*Task requirements*. Find every line containing "cloche" in the records below and report the tally as a bare number.

- Opening Delimiter -

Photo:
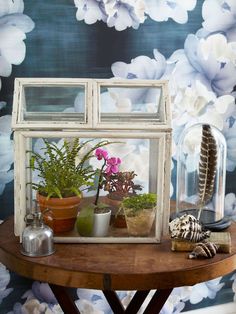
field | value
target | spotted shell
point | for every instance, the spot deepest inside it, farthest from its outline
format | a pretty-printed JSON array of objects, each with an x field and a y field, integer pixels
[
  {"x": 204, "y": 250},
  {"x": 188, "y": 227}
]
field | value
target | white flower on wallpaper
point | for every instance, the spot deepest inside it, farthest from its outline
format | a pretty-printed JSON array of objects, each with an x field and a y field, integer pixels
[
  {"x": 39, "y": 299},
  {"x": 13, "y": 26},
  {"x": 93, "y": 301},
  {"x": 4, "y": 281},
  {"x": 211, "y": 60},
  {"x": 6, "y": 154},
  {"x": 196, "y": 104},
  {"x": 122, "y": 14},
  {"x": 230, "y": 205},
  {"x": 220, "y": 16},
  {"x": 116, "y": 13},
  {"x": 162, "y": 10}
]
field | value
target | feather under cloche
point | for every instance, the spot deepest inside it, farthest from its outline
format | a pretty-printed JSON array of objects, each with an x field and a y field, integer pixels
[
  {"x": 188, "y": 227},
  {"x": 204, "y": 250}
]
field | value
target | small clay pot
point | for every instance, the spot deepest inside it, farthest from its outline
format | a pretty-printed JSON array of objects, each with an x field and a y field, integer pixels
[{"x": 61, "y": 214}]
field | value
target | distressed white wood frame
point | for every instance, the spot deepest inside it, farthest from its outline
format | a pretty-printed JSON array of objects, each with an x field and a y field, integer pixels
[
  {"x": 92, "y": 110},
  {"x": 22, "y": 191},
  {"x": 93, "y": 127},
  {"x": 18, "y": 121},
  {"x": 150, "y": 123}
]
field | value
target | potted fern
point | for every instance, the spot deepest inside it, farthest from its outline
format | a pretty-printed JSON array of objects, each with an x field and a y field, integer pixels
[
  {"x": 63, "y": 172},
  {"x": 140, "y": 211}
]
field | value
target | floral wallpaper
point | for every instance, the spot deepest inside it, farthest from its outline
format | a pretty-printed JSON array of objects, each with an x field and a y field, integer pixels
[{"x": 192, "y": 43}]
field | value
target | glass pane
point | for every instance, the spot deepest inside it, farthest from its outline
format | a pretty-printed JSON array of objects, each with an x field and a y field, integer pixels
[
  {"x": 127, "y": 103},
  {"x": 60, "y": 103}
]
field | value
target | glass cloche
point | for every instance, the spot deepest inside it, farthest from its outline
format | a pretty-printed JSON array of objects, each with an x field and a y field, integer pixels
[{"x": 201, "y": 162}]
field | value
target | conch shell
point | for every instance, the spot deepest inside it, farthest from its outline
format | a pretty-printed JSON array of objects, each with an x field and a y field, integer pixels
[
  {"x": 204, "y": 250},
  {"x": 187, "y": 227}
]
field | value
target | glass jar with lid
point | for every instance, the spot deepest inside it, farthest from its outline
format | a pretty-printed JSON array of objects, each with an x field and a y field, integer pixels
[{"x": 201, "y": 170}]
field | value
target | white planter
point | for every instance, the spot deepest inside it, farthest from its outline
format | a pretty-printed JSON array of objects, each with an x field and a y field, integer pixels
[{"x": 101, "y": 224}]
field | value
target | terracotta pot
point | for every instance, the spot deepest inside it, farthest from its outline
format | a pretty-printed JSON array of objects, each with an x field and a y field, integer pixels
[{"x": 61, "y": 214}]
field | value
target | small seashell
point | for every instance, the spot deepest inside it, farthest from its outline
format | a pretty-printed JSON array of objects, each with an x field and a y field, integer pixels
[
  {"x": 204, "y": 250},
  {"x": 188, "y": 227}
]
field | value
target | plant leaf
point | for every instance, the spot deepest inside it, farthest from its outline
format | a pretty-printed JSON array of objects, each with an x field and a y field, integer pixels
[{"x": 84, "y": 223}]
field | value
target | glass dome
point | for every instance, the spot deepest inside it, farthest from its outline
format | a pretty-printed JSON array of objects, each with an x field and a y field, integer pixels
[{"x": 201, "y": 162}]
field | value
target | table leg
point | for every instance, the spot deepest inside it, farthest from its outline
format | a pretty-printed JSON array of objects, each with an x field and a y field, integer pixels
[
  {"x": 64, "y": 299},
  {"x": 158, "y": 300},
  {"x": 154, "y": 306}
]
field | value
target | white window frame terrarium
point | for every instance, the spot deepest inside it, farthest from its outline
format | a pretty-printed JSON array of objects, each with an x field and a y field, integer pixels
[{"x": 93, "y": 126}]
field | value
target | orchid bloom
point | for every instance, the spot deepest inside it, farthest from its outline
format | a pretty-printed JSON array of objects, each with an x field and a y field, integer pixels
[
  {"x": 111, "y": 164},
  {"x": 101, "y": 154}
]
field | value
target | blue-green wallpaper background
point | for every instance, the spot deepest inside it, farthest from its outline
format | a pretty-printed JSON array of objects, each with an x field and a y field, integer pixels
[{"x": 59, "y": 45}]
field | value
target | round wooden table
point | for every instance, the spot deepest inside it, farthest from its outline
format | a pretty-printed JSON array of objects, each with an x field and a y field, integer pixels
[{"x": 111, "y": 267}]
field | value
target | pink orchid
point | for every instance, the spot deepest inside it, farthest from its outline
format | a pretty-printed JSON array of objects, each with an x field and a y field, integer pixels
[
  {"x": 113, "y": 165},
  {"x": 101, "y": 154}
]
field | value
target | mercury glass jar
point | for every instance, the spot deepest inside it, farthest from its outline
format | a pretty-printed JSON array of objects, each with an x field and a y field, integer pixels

- Closing Delimiter -

*Completed exercise*. 2